Quote the QCD sum rules passage word for word, beginning with "The main point" and ending after "renormalization parameter.".

=== QUOTED PASSAGE ===

Again the commonly used formula can be recovered as lowest order term in
the mass expansion looking at eq.\,(\ref{ferm5})
\begin{eqnarray} \label{ferm9}
<0|:\overline{\psi}_{i\alpha}(x)\psi_{j\beta}(y):|0>
\;=\; \frac{\delta_{\alpha\beta}\delta_{ij}}{4N_c}<\overline{\psi}\psi>
\quad ,
\end{eqnarray}
which remains correct for vanishing mass. In the case of
non-vanishing mass the higher-order contributions of
eq.\,(\ref{ferm8}) should be taken into account.
Belyaev and Ioffe tried to explain the mass
splitting of strange and nonstrange baryons using
QCD sum rules \cite{belyaev}. It would be interesting to calculate
the importance of these mass corrections to their results.

%=====================================================================

\section{IR-divergencies and higher-order mass terms}

The relevant equation in QCD sum rules calculations is a dispersion
relation with one subtraction (see eq.\,(\ref{kap1n2})),
which gives a relation between the polarization function on the
quark level --- expanded with the use of the OPE (eq.\,(\ref{kap1n1})) ---
and the hadronic spectrum. The sum rule is obtained by taking the
Borel transformation of eq.\,(\ref{kap1n2}), which has the property
of isolating the lowest state of the hadronic spectrum (the
calculation of moments is an alternative method of isolating
the lowest state \cite{reinders}). The further the second state
in the spectrum is separated from the lowest state, the better the
isolation works.
A typical formula giving an explicit value for the mass of
the lowest state is
%
\begin{equation} \label{ir1}
\frac{ \int_0^{s_0} ds\;s\,  Im\Pi_{OPE}(s)\,e^{-st} }
     { \int_0^{s_0} ds\;\;\; Im\Pi_{OPE}(s)\,e^{-st} }
\;\approx\; M^2
\end{equation}
%
where $t$ is the Borel transformation parameter.

The main point in this formula is the sole appearance of the imaginary
part of $\Pi_{OPE}$, so that one needs only to
calculate the terms being relevant for the imaginary part. The typical
structure of a dimensional-regularized Feynman graph $G(q^2)$
($\eps=4-d$) is:
%
\begin{equation} \label{ir2}
G(q^2) \sim \left\{ \frac{2}{\eps} + const.
                        + ln\left(-\frac{4\pi\mu^2}{q^2}\right)
                \right\} P(q)
\end{equation}
%
where $P(q)$ is a purely polynomial expression and $\mu$ is the
renormalization parameter.
Remembering the analytic continuation to $q^2>0$
the whole imaginary part of such a graph is hidden in the logarithm:
%
\begin{equation} \label{ir3}
ln\left(-\frac{4\pi\mu^2}{q^2}\right)
\;=\; ln\left|\frac{4\pi\mu^2}{q^2}\right| + i\pi\Theta(q^2)

=== DATA ENTRIES ===

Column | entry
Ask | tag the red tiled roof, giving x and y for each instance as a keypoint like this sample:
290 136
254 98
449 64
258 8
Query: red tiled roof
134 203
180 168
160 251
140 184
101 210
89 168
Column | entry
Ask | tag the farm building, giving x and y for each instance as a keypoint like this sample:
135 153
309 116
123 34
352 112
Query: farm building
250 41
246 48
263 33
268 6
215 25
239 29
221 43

===

*EXERCISE SOLUTION*
The main point in this formula is the sole appearance of the imaginary
part of $\Pi_{OPE}$, so that one needs only to
calculate the terms being relevant for the imaginary part. The typical
structure of a dimensional-regularized Feynman graph $G(q^2)$
($\eps=4-d$) is:
%
\begin{equation} \label{ir2}
G(q^2) \sim \left\{ \frac{2}{\eps} + const.
                        + ln\left(-\frac{4\pi\mu^2}{q^2}\right)
                \right\} P(q)
\end{equation}
%
where $P(q)$ is a purely polynomial expression and $\mu$ is the
renormalization parameter.